▶ [Kaynaktan alıntı]
Türkiye'de en üst seviyede askerî ve siyasî görevlerde (Bakanlık, Başbakanlık, Meclis ikinci Başkanlığı...) bulunmuş olan Orbay, aynı hususla ilgili olarak şunları kaydediyor: "ismet Paşa, anlaşıldığına göre, Lozan'da ingilizlerle bir çeşit gizli arabuluculuk rolü oynayan istanbul Yahudi Hahambaşı Haim Naum Efendinin telkinleriyle, Hilâfetin artık ne şekilde olursa olsun Türkiye'de devamına müsaade edilmeyip, derhal kaldırılması fikrini tamamıyla benimsemiş bulunuyordu." (Feridun Kandemir, Hatıraları ve Söyleyemedikleri ile Rauf Orbay, s, 96)

▶ [Alıştırmanın amacı] Lütfen hilafetin kaldırılmasıyla ilgili metinden "Türkiye'de en üst" sözlerinden başlayıp "Orbay, s, 96)" sözleri de dahil olmak üzere uzanan kısmı hiç değiştirmeden çıkarın.

▶ [Verilen bilgiler]

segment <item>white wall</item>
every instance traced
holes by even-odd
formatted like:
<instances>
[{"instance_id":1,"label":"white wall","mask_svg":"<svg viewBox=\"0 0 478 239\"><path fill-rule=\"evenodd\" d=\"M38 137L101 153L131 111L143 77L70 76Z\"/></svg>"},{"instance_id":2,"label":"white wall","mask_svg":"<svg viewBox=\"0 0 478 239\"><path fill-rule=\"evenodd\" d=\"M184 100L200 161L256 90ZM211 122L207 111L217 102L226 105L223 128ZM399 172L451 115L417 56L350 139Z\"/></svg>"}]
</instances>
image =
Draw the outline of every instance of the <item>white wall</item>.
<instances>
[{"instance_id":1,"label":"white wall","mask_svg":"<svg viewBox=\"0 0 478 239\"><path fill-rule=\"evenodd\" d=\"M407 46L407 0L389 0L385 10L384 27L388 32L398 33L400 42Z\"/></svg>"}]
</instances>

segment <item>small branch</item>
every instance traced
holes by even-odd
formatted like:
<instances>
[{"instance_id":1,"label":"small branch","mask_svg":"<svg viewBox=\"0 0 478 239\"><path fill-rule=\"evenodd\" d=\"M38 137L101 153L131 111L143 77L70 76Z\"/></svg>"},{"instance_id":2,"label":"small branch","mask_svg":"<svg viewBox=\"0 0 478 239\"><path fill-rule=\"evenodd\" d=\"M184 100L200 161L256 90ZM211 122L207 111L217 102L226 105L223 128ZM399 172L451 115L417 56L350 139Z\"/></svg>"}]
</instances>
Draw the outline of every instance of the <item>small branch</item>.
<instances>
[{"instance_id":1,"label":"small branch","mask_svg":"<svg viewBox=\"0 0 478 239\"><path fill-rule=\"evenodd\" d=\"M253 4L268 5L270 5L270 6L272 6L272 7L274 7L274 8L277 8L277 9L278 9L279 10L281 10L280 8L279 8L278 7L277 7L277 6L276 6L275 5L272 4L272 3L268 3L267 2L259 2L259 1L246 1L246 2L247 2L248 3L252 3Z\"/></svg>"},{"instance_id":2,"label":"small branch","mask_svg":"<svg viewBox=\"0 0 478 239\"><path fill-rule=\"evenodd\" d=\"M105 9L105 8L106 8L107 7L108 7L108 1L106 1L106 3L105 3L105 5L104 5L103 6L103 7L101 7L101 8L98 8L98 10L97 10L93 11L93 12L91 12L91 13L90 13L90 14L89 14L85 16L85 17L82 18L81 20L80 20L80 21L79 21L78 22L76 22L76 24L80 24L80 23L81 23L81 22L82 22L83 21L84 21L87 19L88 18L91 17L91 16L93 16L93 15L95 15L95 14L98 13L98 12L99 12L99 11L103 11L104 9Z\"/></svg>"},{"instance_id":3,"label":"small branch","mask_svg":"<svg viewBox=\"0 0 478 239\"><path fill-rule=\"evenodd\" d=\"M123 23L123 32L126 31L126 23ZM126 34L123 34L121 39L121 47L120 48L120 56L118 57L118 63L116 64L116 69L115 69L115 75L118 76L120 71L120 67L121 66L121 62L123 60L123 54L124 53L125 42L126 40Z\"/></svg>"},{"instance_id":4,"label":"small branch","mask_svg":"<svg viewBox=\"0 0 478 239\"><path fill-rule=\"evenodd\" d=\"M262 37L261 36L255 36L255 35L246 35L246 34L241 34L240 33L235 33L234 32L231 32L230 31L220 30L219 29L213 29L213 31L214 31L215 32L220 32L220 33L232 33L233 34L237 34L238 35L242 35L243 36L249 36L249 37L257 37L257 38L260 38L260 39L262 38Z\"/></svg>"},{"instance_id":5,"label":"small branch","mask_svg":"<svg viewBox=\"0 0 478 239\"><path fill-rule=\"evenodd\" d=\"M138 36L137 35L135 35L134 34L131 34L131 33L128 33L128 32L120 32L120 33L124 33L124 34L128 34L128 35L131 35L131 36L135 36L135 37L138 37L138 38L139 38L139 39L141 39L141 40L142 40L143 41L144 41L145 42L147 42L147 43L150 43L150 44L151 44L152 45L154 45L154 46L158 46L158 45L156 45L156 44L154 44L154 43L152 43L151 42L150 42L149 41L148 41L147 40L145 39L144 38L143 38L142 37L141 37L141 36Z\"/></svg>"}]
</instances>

▶ [Sorunun çözümü]
Türkiye'de en üst seviyede askerî ve siyasî görevlerde (Bakanlık, Başbakanlık, Meclis ikinci Başkanlığı...) bulunmuş olan Orbay, aynı hususla ilgili olarak şunları kaydediyor: "ismet Paşa, anlaşıldığına göre, Lozan'da ingilizlerle bir çeşit gizli arabuluculuk rolü oynayan istanbul Yahudi Hahambaşı Haim Naum Efendinin telkinleriyle, Hilâfetin artık ne şekilde olursa olsun Türkiye'de devamına müsaade edilmeyip, derhal kaldırılması fikrini tamamıyla benimsemiş bulunuyordu." (Feridun Kandemir, Hatıraları ve Söyleyemedikleri ile Rauf Orbay, s, 96)